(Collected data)
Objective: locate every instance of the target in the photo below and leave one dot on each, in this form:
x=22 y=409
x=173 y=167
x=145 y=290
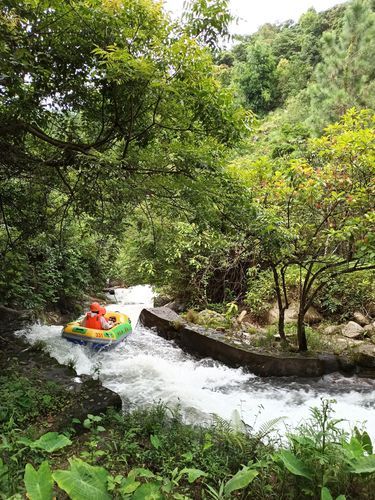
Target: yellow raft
x=74 y=332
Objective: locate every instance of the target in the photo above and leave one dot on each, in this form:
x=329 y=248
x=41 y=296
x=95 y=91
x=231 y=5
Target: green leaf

> Task to complete
Word for word, copy all the entries above, but with no pictures.

> Answer space
Objective: locate every instance of the target in the photo below and leave one dot on each, in this form:
x=22 y=409
x=173 y=167
x=145 y=290
Target: yellow raft
x=74 y=332
Objective: locate every instance of the target in the photo above and leave one dot on each, in this form:
x=329 y=248
x=41 y=296
x=95 y=91
x=231 y=5
Target: green leaf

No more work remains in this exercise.